# DVD Bitrate



## Zyberion (16. Februar 2006)

Hallo...
Also ich habe eine DvD erstellt und alles lief super und sah auch gut aus.
Nun hatte ich nen Fehler im Schnitt, mache also nochmal Premiere auf, korigiere den Schnitt und will wieder ganz normal über den MPEG Encoder exportieren und sehe zufällig unter "Presets" das ich eine Medium Bitrate gewählt habe.

Lohnt es sich die höher zu schrauben?
Wird die Qualität dabei noch besser?
Der Film geht nur knapp 5Minuten wäre die volle Auflösung ratsam oder gibts da Probleme mit den Playern.
man kennet das ja wenn man nen Film öffnet der ne Minute lang geht aber 1GB gross ist, dann ruckelts.

Also momentan steht meine Video Bitrate auf 6000 und meine  Encoder Quality 39.
Weis heist Encoder Quality eigentlich?

Kann ich gedenkenlos alles hochschrauben?
Bye


----------



## chmee (16. Februar 2006)

Die Bitrate ist per DVD-Video-Norm auf 8000KBit festgesetzt.
Davon ziehst Du die Audiospur ab, besser großzügig und dann landest
Du bei einer CBR von etwa 7500KBit, wenn Du Ton-AC3 bei -ich glaube- 384KBit
kodierst.
Die Encoder-Qualität ist sowas wie die Betrachtungsart des Originals, hohe
Qualität heisst die Punkte mehrmals vergleichen und überlegen wie die am Besten
encodet werden.

Ich denke mit einer Rate von 6000-7000 ist alles Gut. Schau nach Einstellungen wie
2Pass, Vcsd oder Auto-GOP.

mfg chmee


----------



## Zyberion (16. Februar 2006)

Nagut..werd ich mal testen...
Danke


----------

┄┄┄┄┄┄┄┄┄┄┄┄┄┄┄┄┄┄┄┄

> Aufgabe A
Gib die Einträge unten von der Zeile mit „instance like [240,402].“ bis einschließlich zum Ende der Einträge vollständig noch einmal aus. Verändere dabei jede Zahl der ermittelten Koordinaten um -87.

┄┄┄┄┄┄┄┄┄┄┄┄┄┄┄┄┄┄┄┄

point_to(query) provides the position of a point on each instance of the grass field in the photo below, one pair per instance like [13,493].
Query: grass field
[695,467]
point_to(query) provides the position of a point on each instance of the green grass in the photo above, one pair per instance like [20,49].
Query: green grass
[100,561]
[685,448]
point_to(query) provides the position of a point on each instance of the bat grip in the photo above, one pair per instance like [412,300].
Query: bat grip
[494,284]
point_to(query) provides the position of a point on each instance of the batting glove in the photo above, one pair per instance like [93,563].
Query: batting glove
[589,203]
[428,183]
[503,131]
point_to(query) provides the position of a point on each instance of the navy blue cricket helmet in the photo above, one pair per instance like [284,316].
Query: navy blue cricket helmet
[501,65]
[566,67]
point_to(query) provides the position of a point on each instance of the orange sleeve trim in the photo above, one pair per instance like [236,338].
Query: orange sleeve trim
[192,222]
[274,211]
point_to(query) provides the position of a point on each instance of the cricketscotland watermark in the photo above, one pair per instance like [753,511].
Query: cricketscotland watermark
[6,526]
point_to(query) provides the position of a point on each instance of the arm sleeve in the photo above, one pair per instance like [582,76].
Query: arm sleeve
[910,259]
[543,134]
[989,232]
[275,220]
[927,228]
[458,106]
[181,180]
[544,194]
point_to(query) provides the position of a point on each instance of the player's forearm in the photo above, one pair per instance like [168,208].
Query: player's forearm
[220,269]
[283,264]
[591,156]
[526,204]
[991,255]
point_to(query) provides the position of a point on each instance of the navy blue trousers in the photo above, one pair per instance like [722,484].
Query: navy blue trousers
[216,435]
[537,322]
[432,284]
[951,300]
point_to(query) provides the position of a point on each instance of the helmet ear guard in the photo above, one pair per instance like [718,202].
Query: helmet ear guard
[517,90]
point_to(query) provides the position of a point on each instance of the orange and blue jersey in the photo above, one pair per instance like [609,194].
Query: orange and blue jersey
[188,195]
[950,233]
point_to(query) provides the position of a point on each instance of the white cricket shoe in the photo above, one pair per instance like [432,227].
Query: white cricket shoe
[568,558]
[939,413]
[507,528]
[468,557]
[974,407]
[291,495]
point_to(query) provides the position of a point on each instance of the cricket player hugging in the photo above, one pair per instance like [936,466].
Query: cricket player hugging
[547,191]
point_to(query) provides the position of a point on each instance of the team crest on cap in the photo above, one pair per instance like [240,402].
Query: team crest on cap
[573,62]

┄┄┄┄┄┄┄┄┄┄┄┄┄┄┄┄┄┄┄┄

> Aufgabe B
Fasse den Forumsthread über die DVD-Bitrate in zwei Sätzen zusammen.

> Richtige Antwort A
point_to(query) provides the position of a point on each instance of the team crest on cap in the photo above, one pair per instance like [240,402].
Query: team crest on cap
[486,-25]

> Richtige Antwort B
Zyberion fragt, ob sich bei einem knapp fünfminütigen Film eine höhere Bitrate als die eingestellte Video-Bitrate von 6000 lohnt und was die Encoder-Qualität bedeutet. chmee erklärt, dass die Bitrate per DVD-Video-Norm auf 8000 KBit festgesetzt ist, dass eine hohe Encoder-Qualität ein mehrfaches Vergleichen der Punkte beim Encodieren bedeutet und dass mit einer Rate von 6000–7000 alles gut ist, woraufhin Zyberion das testen will.